--- begin ---
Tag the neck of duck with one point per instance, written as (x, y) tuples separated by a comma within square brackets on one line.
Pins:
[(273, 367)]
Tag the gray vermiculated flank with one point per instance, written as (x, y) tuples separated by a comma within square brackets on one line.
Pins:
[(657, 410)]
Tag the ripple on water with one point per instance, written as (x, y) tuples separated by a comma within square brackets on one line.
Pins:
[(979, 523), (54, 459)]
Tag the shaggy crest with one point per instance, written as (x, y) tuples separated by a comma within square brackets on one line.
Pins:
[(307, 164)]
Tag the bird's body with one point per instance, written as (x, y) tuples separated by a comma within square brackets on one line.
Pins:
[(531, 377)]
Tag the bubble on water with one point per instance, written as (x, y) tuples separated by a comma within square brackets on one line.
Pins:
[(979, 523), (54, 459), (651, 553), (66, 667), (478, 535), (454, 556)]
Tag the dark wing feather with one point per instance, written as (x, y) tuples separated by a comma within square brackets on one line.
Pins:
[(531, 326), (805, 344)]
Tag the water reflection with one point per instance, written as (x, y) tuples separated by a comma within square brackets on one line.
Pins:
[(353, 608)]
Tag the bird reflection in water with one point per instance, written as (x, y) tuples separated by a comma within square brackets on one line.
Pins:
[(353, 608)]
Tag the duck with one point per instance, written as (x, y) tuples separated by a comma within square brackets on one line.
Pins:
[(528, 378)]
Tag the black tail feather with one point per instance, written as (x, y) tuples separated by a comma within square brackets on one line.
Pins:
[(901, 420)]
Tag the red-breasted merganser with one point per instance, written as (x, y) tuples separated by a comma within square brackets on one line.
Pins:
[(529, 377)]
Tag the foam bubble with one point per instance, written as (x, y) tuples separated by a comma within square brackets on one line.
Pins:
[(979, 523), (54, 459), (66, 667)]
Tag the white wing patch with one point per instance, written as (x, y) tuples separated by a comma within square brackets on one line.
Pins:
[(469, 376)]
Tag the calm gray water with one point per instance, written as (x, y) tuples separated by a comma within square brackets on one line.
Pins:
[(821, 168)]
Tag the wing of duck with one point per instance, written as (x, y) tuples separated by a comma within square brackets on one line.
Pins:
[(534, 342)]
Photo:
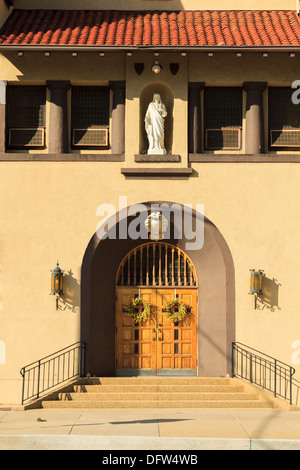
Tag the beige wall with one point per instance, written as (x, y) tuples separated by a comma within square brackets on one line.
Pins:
[(48, 209)]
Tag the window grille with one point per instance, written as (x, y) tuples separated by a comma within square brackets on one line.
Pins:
[(284, 119), (223, 118), (90, 116), (26, 120)]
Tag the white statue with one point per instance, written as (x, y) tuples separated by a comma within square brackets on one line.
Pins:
[(156, 224), (155, 125)]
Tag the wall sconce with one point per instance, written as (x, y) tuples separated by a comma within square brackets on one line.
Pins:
[(57, 283), (156, 67), (256, 283)]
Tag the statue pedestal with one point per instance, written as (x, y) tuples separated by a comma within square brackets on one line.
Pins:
[(156, 152)]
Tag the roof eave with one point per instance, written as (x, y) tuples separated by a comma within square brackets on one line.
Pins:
[(150, 48)]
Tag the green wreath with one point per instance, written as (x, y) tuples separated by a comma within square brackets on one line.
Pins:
[(135, 312), (175, 310)]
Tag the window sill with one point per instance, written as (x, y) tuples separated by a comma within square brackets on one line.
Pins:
[(170, 173), (144, 158), (243, 158), (63, 157)]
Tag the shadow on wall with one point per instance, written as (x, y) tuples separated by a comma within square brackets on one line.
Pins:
[(270, 296), (71, 297)]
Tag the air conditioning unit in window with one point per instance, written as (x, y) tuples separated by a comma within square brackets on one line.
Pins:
[(285, 138), (228, 138), (91, 137), (26, 137)]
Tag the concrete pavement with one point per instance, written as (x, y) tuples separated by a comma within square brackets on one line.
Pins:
[(150, 429)]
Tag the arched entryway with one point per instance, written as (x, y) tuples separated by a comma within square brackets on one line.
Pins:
[(214, 270), (154, 280)]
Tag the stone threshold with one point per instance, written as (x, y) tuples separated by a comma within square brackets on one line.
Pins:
[(244, 158), (157, 172), (61, 157)]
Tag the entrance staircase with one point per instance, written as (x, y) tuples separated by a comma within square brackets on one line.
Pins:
[(156, 392)]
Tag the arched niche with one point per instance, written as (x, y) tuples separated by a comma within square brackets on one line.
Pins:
[(168, 99), (216, 304)]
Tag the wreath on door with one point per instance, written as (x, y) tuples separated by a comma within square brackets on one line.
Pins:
[(175, 310), (135, 311)]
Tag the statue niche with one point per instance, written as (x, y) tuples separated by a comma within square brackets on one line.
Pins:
[(156, 120), (155, 126)]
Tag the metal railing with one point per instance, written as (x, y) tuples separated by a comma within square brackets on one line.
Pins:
[(263, 370), (43, 375)]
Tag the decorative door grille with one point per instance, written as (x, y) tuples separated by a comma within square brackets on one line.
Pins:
[(156, 264)]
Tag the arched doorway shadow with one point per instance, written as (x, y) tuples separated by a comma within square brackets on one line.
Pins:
[(216, 303)]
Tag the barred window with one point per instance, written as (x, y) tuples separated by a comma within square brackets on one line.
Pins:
[(222, 118), (90, 116), (284, 119), (26, 116)]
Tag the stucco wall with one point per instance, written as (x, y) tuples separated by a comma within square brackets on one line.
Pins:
[(48, 209)]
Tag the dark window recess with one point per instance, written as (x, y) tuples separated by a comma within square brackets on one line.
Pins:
[(284, 119), (26, 116), (90, 116), (222, 118)]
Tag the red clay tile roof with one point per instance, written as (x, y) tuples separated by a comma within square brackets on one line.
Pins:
[(151, 28)]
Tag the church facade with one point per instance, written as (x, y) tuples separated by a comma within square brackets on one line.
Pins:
[(153, 154)]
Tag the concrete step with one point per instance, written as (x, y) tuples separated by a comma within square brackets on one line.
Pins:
[(162, 380), (156, 392), (157, 404), (157, 396), (155, 388)]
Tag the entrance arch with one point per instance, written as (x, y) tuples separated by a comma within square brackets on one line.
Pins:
[(157, 273), (214, 268)]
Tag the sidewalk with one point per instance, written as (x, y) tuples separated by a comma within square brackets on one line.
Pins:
[(151, 429)]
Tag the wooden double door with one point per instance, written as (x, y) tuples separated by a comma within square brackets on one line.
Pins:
[(157, 346)]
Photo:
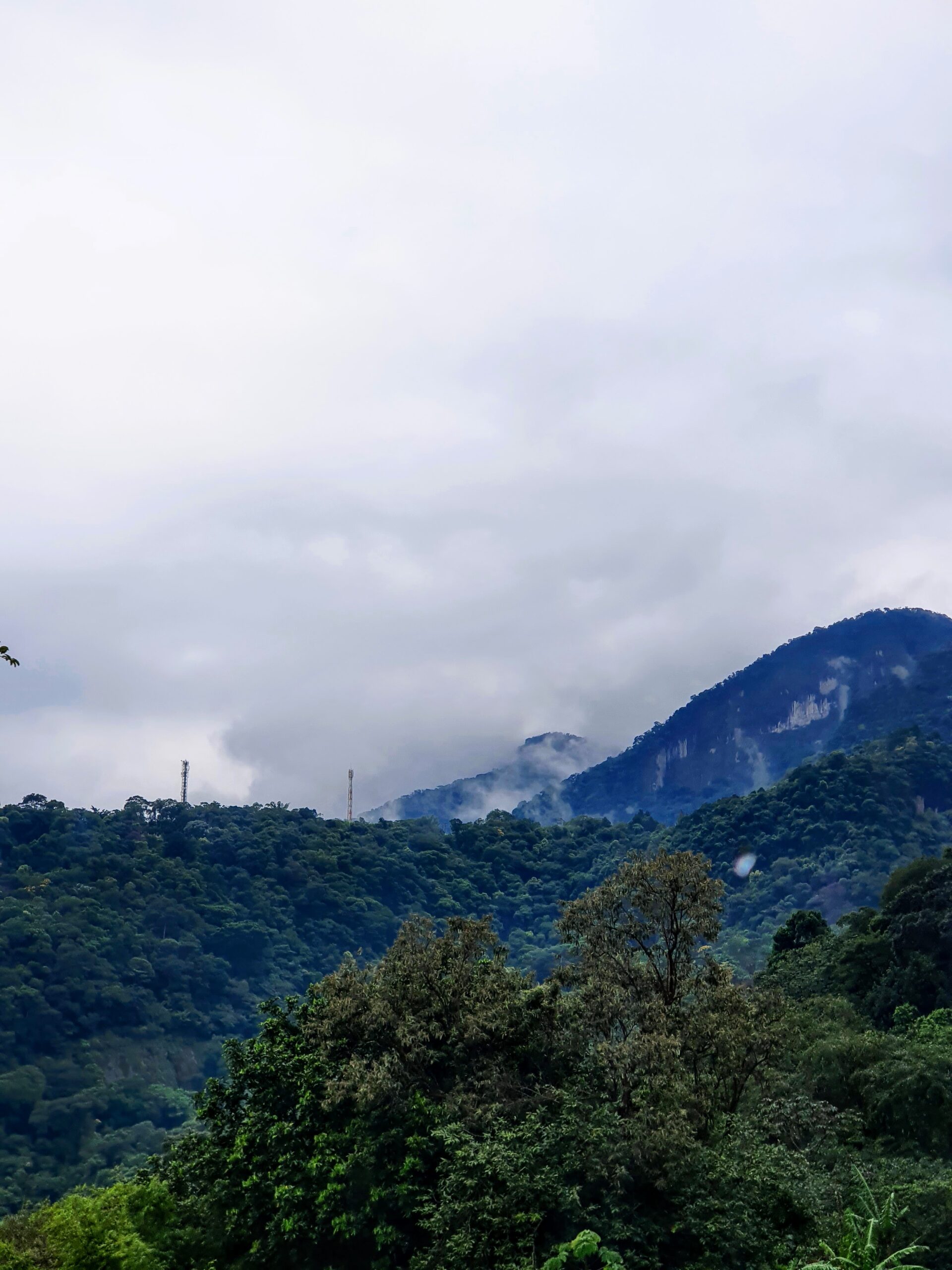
--- end ---
**Problem to solve:** Copy all of the material above word for word, leaving out the pictures.

**Written answer:**
Tag the neck of duck with one point per instance, written as (x, y) tuples separated by a comma within square brackets on one line.
Pins:
[(273, 367)]
Tag the gray vermiculated flank with one point per instance, written as (x, y) tuples separated by a comma within square brackets on one line.
Pins:
[(657, 410)]
Tag the ripple on water with one point per instance, written as (x, y) tuples separated by a comma within square brackets on one line.
Pins:
[(979, 523), (54, 459)]
Tag the shaggy crest with one point per instance, written as (x, y) tuples separated by a comma within square brackets on one line.
Pins:
[(307, 164)]
Tag the bird's body with one point per instance, written as (x, y) tuples separated by a comma within square brackets on one line.
Pins:
[(531, 377)]
Tag the bubble on water with one point per instance, written as (x, y) tuples separated by a comma within square brackets on one line.
Pins:
[(979, 523), (54, 459), (651, 553), (66, 667), (478, 535), (454, 556)]
Tag the dark wing feather with one point per instance, written as (x, y) tuples separated by a comma within square brackets on one line.
Pins:
[(531, 326), (805, 344)]
Tag the water reflection with one point per instance, written as (x, y) tuples separated by a comma within square brackets on one line.
Pins:
[(353, 608)]
Tag the bird reflection in water with one point per instance, written as (x, y) tuples separated by a comma within square brackets on one line.
Pins:
[(353, 608)]
Tag the duck with one point per instance, written as (x, y) tuples separated by a comma within square brackets on one line.
Pins:
[(528, 378)]
Tag the black tail feather with one point per instance, written as (x, y) tuples separated by a comma within square brackets on one line.
Pins:
[(901, 420)]
Tag the red-breasted merganser with one point per instance, written as (x, y) tuples separated by a comma within square brackets on one line.
Pins:
[(529, 377)]
Tag the foam bubble with one point per instance, written as (x, y) tuples separated by a comma within square brackets on one line.
Pins:
[(979, 523), (54, 459), (66, 667)]
Tag the white wing patch with one point per instance, written as (x, y) tuples separated by a comma within square brackets on one line.
Pins:
[(469, 376)]
Tag the calm gray water with one point per instance, written as (x, y) tuples separated by a comma within square brackets on one line.
Pins:
[(821, 168)]
Tag the wing of duck with one point per instance, written as (x, y) tuples separated by a comma within square brackets on one line.
Pins:
[(534, 342)]
Photo:
Tag the beige wall with one point per instance, written as (x, y) tuples separated by a comma within square brackets on one line.
Pins:
[(48, 209)]
Tag the window grille with one point per instance, written as (x, y) tuples separated by a comma within square brackets on one line.
Pins:
[(284, 119), (223, 118), (90, 116), (26, 120)]
Tag the white statue with one point per instance, written as (x, y) tuples separated by a comma within square brackets on one line.
Pins:
[(156, 224), (155, 125)]
Tag the wall sconce with one point per instance, written as (x, y) tuples separated by a comma within square brackets on one line.
Pins:
[(57, 283), (156, 67), (256, 283)]
Tag the statue pedestal with one point per instance, written as (x, y) tuples separated by a comma within square brackets on one line.
Pins:
[(156, 152)]
Tag the roof eave with one point per instance, written as (x, y) tuples separated by a comma within square brackets on one line.
Pins:
[(150, 48)]
Tag the green wreath with one point per instance, written as (x, y) tuples separated by a comma within square brackets on one line.
Pins:
[(135, 312), (175, 310)]
Tag the window sill with one point per instance, written as (x, y) tuples separated by a comma within square brackets on one line.
Pins:
[(170, 173), (144, 158), (243, 158), (63, 157)]
Tag the shadow on wall with one point per instance, written as (x, y) tuples separated by a comma within square brackets on one line.
Pins:
[(270, 296), (71, 297)]
Tag the air conditioning unit in window with one point per instance, written as (x, y) tuples separated by a comma within square brackets on one line.
Pins:
[(285, 138), (228, 138), (91, 137), (26, 137)]
Tag the concrete pavement with one point per instance, written as (x, y) tuples separated by a comma within square brackets on one line.
Pins:
[(150, 429)]
Tag the arched entryway with one point per instance, written as (x, y) tuples separated by a comma within square brackets on one line.
Pins:
[(214, 270), (154, 280)]
Tag the stone threshold with one point per instance, written as (x, y) tuples separated by a comma within square brackets on one line.
Pins:
[(244, 158), (157, 172), (61, 157)]
Tag the entrance staircase with one point per instance, written as (x, y) tuples separated by a comma within square brackets on one line.
Pins:
[(156, 392)]
Tag the arched niche with one point per instance, written as (x, y) tuples separated by a comma within square brackets on one line.
Pins:
[(168, 99), (216, 304)]
Tag the wreath on door with one point per instance, written as (x, y) tuples separated by a comma within square brackets on one line.
Pins:
[(175, 310), (135, 311)]
Tag the statue niche with one point per instance, written as (x, y) tuples separated by a comma within square brackets on one line.
Pins:
[(156, 120), (155, 126)]
Tag the metal railing with one point per instance, written as (x, y) tuples separated by a comma within square brackets on one line.
Pins:
[(263, 370), (43, 375)]
Tag the decorative door grille with one point per instance, written as (x, y) tuples separated by a comma within square brackets on one line.
Pins:
[(156, 264)]
Tag the arched doorway shadow with one point per instance, written as (x, y) tuples separated by a comma within square brackets on one line.
Pins:
[(216, 303)]
Tag the barred window with one point per instance, written as (x, y) tuples separated by a comma within square brackets on one line.
Pins:
[(222, 118), (90, 116), (284, 119), (26, 116)]
Tag the stucco wall with one point per instance, written as (x, y) tuples separated by a comma within square brackets on one line.
Pins:
[(48, 209)]
Tag the dark window recess with one point per instance, written as (x, y) tuples separated by a comma within square brackets on one line.
Pins:
[(284, 119), (26, 116), (90, 116), (222, 118)]
Tag the red clay tile roof with one point per instance, written as (x, y) tuples separated by a comma within square brackets on one line.
Pins:
[(151, 28)]
Tag the church facade with one point per instance, written as (x, y) tuples separated by a comma within square brackets on one line.
Pins:
[(153, 154)]
Tag the concrete step with one point per instance, written as (x, y) tuples separated by a comma within square brackets on one line.
Pins:
[(162, 380), (156, 392), (157, 404), (157, 396), (155, 388)]
Tag the entrance arch with one point per instance, written as (x, y) tuples separated by a comma within square brackets on one line.
Pins:
[(157, 273), (214, 268)]
Tag the sidewalk with one point per instance, written as (x, y) tuples separated by a comma within square brackets on one line.
Pins:
[(151, 429)]
Tag the wooden double door with one point per instance, written as (x, y) tuples separated by a comma within square brackets on one line.
Pins:
[(157, 346)]
Photo:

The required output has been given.